Assignment:
Repeat the data that follows in full. Do not include the pictures.

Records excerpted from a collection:
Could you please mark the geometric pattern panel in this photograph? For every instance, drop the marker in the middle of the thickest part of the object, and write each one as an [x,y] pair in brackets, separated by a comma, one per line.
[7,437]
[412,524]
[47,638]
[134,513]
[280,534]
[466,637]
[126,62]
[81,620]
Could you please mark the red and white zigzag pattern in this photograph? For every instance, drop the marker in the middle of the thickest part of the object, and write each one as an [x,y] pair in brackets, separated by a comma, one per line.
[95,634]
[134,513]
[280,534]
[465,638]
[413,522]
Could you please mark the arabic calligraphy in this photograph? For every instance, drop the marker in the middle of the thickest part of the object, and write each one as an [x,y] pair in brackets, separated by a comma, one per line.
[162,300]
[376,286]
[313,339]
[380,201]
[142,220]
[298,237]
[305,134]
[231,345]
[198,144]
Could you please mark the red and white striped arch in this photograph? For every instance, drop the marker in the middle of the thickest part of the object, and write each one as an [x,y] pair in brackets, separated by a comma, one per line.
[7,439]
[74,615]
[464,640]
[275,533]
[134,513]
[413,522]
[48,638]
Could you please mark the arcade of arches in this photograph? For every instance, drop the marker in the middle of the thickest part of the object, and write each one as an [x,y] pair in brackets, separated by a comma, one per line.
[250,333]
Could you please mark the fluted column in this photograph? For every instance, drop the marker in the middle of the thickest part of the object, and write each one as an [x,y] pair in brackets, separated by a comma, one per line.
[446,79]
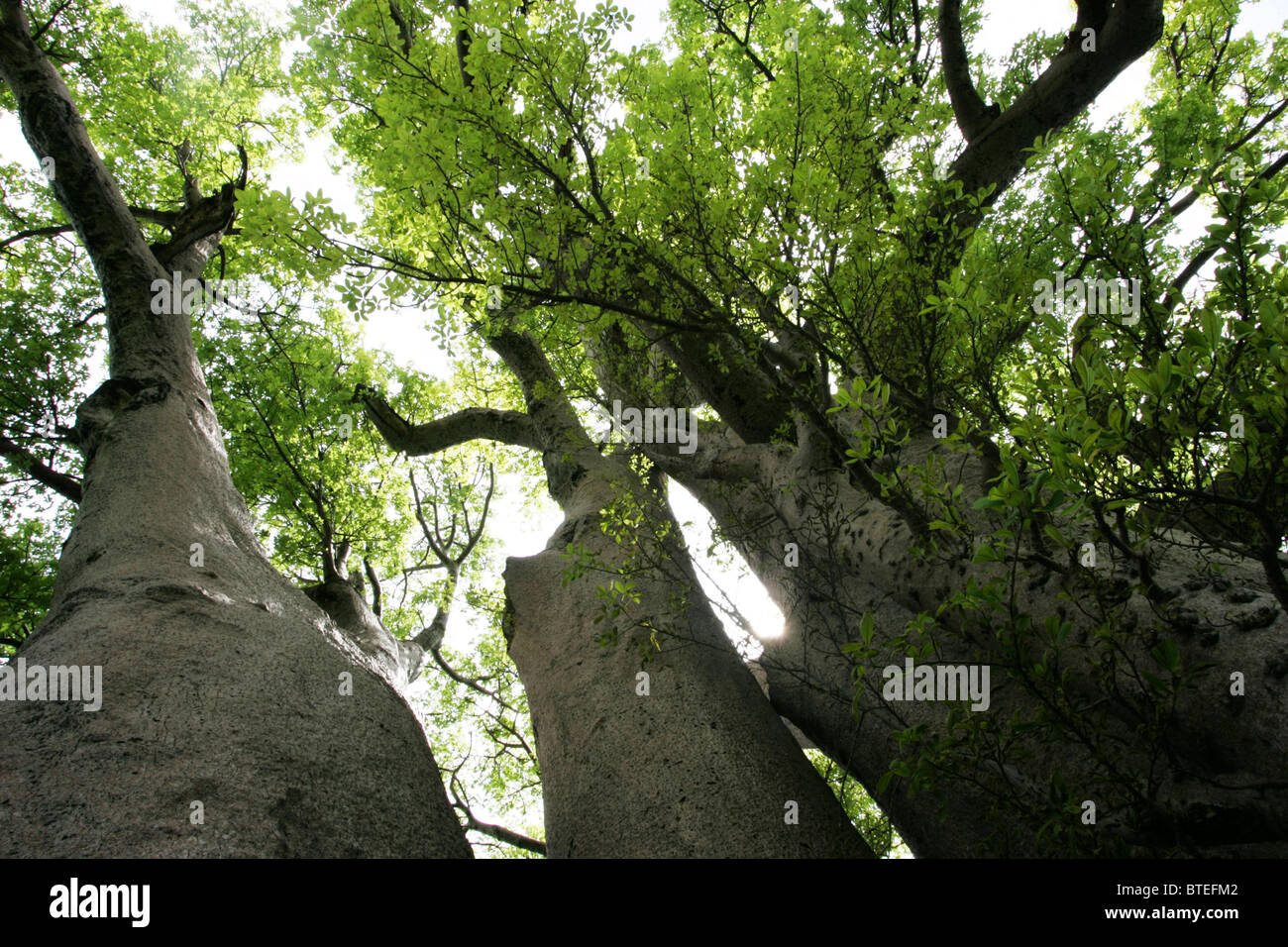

Reply:
Could you please mark the geometric pattern panel in this photograph? For every instance, drop the marker in the middle of the thickest part of the object, and write each one as an [x,y] pair in brackets, separated by a comma, one per line.
[7,437]
[412,524]
[47,638]
[134,513]
[280,534]
[466,637]
[126,62]
[81,620]
Could you please mark the red and white zigzag pattern in this photograph? For every instance, drop the marker in the middle of the thickest part of the object, and write each one as an [x,y] pair in brackets, separated by a comma, one per line.
[95,634]
[134,513]
[280,534]
[465,638]
[413,522]
Could you please mark the arabic calligraphy in this photograph? For every instance, drop the marker in the middle of the thickest part of the object, and write each one as an [x,y] pair in brackets, separated by a comma, one per line.
[162,300]
[376,286]
[313,339]
[380,201]
[142,220]
[298,237]
[305,134]
[231,345]
[198,144]
Could you please mark the red and white striped arch in this photograph? For every instance, drop the marker in the middle of the thickest part of the object, and write each one as an [x,y] pair in brackets, separated by a comma, one per line.
[7,439]
[74,615]
[464,640]
[275,533]
[134,513]
[413,522]
[48,638]
Could you please mark the arcade of arches in this photograph? For every instance, drop the marker in the middle of the thickest part of the object, and write each one as an [x,y] pair in brackets, separated by a comma, one per line.
[250,333]
Could you please mark the fluted column in this photograph? For every instance, drop the marker in the middle of the thickest part of the object, and write each one as an [x,y] pair in brackets, separated by a comma, one per line.
[446,79]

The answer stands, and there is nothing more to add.